**What needs to be done**
Collect every line in the rows below that contains the string "stone" and copy each one out in full. Treat the match as case-sensitive.

══ Dataset excerpts ══

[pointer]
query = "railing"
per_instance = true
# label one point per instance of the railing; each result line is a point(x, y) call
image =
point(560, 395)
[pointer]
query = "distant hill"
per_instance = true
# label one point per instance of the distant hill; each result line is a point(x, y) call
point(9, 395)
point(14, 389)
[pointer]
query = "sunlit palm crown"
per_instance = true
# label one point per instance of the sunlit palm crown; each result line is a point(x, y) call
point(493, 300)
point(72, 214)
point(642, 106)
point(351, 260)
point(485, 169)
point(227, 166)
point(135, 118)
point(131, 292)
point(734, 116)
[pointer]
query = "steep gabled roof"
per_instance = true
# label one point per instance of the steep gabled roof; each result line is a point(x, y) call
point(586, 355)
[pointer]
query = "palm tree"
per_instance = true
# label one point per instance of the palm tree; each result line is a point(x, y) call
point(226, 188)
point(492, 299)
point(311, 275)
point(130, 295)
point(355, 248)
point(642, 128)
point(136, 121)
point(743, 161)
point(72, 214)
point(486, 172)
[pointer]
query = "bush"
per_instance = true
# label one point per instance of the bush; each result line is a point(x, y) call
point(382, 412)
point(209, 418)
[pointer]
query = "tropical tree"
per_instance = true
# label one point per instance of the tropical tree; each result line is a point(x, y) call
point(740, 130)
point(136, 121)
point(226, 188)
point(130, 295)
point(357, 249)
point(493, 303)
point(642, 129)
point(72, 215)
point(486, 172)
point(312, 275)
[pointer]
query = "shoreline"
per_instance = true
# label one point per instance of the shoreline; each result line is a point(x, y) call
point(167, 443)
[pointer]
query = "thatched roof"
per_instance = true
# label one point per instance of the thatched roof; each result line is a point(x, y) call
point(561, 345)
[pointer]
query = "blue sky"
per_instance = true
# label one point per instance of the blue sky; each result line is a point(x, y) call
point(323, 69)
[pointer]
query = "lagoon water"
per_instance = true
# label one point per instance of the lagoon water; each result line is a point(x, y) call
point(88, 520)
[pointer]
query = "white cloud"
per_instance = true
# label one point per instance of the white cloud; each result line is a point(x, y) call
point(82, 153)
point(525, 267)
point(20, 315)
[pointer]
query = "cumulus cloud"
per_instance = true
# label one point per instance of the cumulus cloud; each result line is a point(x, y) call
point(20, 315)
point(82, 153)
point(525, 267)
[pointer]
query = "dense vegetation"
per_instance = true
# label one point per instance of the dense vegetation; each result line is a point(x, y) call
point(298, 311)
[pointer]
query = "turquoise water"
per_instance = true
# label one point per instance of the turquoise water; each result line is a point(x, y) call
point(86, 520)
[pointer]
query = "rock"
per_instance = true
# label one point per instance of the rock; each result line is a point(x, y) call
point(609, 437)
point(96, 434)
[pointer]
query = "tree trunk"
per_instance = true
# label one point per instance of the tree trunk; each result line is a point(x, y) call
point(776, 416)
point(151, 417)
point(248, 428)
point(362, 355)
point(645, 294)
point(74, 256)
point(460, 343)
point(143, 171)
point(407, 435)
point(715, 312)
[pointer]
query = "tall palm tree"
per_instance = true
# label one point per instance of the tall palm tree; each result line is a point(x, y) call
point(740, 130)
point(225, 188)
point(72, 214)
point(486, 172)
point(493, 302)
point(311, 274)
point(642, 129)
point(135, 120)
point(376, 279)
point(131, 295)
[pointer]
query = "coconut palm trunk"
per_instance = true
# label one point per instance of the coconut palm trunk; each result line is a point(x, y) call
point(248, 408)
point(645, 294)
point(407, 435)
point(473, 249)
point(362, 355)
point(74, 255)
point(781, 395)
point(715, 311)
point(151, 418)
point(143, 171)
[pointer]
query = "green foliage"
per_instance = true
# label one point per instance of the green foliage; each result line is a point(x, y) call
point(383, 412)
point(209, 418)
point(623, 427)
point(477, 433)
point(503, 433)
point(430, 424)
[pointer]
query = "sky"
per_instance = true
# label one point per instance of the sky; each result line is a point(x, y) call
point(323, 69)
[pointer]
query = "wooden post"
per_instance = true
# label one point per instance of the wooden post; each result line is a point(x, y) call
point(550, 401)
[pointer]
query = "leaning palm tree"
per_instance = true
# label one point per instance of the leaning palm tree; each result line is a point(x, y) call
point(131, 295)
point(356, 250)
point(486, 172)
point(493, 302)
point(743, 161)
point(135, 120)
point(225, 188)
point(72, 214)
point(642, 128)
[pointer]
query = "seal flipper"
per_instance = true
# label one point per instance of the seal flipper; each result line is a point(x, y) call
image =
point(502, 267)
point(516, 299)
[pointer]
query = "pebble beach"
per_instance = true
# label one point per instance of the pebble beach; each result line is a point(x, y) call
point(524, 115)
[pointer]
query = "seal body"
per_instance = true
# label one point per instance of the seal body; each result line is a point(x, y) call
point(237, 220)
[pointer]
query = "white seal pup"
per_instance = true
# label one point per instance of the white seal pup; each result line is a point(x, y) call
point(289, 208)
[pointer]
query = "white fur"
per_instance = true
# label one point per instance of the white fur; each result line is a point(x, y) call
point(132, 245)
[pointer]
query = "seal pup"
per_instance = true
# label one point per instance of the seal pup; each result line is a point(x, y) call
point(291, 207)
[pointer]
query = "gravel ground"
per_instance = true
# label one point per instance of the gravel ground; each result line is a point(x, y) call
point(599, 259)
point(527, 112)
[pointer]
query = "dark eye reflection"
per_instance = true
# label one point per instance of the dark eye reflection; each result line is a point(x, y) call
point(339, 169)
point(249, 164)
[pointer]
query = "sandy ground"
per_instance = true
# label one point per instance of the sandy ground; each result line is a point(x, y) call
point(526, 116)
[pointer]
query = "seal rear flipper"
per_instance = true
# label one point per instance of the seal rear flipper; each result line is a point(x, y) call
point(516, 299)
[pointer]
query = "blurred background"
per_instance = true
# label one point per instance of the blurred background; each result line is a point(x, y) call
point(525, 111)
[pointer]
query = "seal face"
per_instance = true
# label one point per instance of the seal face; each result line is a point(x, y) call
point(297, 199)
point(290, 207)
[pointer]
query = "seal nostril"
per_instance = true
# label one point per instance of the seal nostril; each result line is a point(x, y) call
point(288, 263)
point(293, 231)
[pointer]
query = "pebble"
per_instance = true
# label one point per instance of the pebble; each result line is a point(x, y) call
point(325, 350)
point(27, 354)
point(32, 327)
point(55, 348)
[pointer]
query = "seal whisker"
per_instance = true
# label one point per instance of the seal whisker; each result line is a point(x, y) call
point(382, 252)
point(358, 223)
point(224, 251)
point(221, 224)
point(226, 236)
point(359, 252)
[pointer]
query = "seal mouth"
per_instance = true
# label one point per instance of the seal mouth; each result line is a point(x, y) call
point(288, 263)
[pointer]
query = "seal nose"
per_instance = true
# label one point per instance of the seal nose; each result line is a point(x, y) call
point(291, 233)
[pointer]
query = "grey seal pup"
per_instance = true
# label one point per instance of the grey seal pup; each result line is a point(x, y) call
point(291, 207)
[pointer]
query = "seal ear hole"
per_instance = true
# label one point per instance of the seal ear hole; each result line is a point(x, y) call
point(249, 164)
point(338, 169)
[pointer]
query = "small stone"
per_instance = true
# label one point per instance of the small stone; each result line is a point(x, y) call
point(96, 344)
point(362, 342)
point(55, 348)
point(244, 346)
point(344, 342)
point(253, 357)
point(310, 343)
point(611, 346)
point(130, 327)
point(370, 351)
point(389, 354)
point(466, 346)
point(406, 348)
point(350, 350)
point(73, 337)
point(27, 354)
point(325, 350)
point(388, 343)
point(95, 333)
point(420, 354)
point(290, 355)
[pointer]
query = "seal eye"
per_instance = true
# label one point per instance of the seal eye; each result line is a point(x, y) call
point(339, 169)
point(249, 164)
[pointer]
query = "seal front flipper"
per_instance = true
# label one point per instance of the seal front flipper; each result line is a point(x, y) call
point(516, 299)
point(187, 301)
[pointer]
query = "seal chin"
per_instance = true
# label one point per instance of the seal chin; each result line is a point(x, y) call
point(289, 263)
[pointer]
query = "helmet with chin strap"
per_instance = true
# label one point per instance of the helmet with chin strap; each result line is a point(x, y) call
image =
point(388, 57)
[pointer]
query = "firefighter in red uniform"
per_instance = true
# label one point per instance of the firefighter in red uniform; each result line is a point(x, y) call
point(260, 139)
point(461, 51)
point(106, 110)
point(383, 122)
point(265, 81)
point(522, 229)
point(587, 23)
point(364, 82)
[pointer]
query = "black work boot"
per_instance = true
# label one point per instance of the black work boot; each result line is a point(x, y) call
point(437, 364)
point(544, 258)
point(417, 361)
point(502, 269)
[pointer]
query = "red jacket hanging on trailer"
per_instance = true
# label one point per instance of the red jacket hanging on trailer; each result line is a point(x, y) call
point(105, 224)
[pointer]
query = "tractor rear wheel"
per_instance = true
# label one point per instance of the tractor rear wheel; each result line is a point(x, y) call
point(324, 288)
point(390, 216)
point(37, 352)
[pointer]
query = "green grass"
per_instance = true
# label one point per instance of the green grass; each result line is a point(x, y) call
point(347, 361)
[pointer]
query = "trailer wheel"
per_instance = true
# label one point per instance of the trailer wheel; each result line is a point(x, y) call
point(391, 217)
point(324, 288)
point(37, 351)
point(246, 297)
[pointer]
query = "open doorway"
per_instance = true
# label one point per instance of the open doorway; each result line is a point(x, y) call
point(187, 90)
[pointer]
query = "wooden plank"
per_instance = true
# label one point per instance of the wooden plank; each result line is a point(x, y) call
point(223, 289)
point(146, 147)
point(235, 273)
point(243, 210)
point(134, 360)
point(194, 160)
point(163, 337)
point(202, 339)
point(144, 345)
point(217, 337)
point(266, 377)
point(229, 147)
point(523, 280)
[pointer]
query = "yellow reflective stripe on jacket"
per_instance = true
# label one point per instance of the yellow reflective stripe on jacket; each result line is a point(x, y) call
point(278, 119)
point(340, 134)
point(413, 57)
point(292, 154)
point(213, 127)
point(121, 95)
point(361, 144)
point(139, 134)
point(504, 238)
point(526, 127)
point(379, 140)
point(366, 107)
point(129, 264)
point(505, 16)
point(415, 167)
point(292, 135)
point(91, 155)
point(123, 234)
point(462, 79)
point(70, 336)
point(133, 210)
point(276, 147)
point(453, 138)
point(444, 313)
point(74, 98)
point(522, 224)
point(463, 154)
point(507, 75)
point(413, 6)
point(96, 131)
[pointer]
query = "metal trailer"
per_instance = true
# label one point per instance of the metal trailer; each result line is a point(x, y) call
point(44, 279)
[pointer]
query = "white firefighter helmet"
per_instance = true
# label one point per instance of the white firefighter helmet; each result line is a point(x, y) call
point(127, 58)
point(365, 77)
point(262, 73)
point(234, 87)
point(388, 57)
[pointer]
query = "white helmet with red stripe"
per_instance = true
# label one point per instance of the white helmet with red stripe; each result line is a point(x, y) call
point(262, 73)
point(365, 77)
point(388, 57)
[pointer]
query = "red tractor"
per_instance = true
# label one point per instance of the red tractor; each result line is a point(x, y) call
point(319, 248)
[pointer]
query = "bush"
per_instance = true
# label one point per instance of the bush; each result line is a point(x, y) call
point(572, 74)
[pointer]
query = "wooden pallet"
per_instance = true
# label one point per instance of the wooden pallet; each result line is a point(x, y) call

═══

**Answer to this exercise**
query = "small stone"
# label one point per instance of the small stone; each result line is a point(x, y) call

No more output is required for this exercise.